:: Short exercise 1 ::
According to the scripts documentation, which environment variable should you set for authentication?

:: Source excerpt ::
┄┄┄┄┄┄┄┄┄┄┄┄┄┄┄┄┄┄┄┄

After setup completes, all `python3 scripts/*.py` commands will work correctly from this directory.

## Prereqs

- Auth: set `WANDB_API_KEY` environment variable (recommended) or run `wandb login`.

## Tools (Scripts)

### `scripts/list_projects.py`

**Inputs**
- `--entity <entity>` (optional; defaults to current user or org)
- `--limit <n>` (optional, default: 100)
- `--json` (optional)

**Output**
- Stdout table (default) or JSON list (with `--json`), where each item includes:
  - `name`, `entity`, `description`, `created_at`, `url`

### `scripts/list_runs.py`

**Inputs**
- `<entity/project>` (required)
- `--state <state>` (optional)
- `--limit <n>` (optional, default: 100)
- `--json` (optional)

**Output**
- Stdout table (default) or JSON list (with `--json`), where each item includes:
  - `id`, `name`, `state`, `created_at`, `summary_metrics`, `tags`

### `scripts/list_metrics.py`

**Inputs**
- `<entity/project>` (required)
- `<run_id>` (required; run id or run name)
- `--include-system` (optional; include `_step`, `_timestamp`, etc.)
- `--json` (optional)

**Output**
- Stdout table (default) or JSON dict (with `--json`) keyed by metric name.
- Each metric entry includes `type`, `count`, `non_null_count`, and for numeric metrics: `min`, `max`, `mean`, `std`.

┄┄┄┄┄┄┄┄┄┄┄┄┄┄┄┄┄┄┄┄

:: Given entries ::
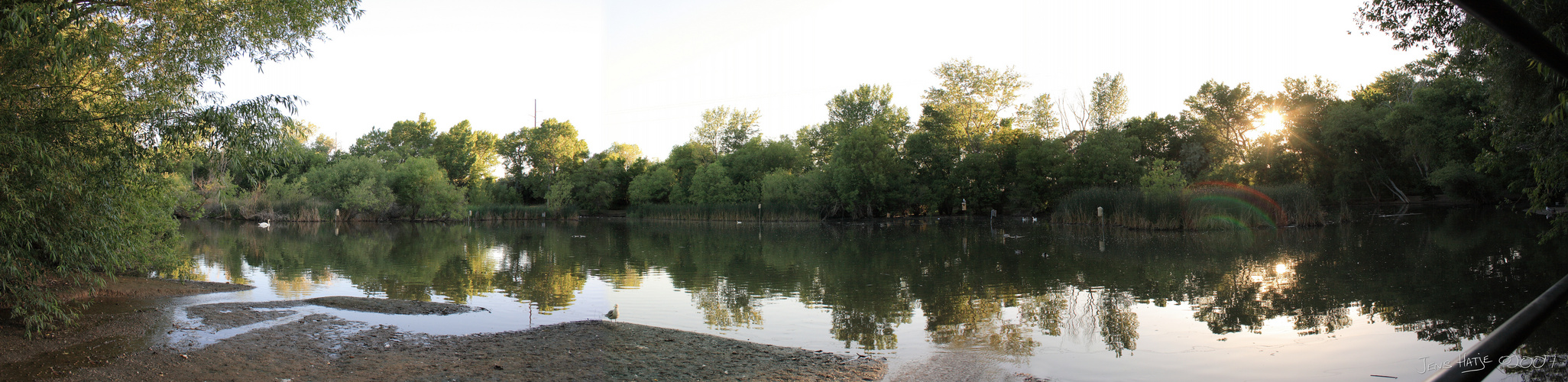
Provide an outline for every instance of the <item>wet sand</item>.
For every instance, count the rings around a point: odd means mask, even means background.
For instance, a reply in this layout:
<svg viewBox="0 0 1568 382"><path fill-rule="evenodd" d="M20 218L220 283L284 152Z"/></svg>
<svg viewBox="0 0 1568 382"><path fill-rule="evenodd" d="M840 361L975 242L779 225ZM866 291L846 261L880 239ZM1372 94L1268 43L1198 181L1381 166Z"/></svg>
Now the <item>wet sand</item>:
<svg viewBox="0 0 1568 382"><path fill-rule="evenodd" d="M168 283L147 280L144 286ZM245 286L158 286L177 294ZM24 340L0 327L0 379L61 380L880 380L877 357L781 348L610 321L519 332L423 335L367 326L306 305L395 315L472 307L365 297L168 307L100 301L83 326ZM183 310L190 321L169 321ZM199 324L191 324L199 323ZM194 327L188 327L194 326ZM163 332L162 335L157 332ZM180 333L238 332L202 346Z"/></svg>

┄┄┄┄┄┄┄┄┄┄┄┄┄┄┄┄┄┄┄┄

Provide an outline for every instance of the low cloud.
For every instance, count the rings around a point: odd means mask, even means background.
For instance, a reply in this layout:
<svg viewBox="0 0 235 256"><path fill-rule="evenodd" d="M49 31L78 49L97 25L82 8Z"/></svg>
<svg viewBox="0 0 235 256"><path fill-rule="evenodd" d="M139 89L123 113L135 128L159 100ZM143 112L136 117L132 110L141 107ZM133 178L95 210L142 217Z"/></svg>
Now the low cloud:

┄┄┄┄┄┄┄┄┄┄┄┄┄┄┄┄┄┄┄┄

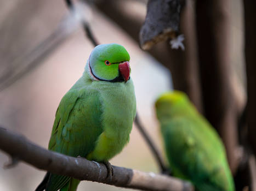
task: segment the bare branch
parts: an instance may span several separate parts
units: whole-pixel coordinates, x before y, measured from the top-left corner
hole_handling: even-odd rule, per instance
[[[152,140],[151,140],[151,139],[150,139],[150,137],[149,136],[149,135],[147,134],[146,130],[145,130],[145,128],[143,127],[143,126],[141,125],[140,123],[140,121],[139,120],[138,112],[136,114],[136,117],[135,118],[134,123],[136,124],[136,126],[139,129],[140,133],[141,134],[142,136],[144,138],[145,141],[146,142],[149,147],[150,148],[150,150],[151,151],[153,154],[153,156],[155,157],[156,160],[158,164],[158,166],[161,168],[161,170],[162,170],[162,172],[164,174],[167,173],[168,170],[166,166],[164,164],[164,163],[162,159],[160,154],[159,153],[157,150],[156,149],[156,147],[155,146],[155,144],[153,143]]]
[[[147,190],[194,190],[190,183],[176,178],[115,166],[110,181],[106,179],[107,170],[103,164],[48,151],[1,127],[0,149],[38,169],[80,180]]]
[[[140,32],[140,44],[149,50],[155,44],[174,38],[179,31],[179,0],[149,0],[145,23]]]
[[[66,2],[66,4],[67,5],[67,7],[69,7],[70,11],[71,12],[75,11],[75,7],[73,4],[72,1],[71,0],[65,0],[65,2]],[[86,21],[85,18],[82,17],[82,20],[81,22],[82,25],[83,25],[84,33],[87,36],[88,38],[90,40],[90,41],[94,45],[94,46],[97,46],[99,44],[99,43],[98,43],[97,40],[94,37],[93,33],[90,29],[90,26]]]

┄┄┄┄┄┄┄┄┄┄┄┄┄┄┄┄┄┄┄┄

:: Short exercise 2 ::
Please show each line in the listing that contains the word "Provide". Case counts.

:: Written reply 1 ::
`WANDB_API_KEY`

:: Written reply 2 ::
Provide an outline for every instance of the <item>wet sand</item>.
Provide an outline for every instance of the low cloud.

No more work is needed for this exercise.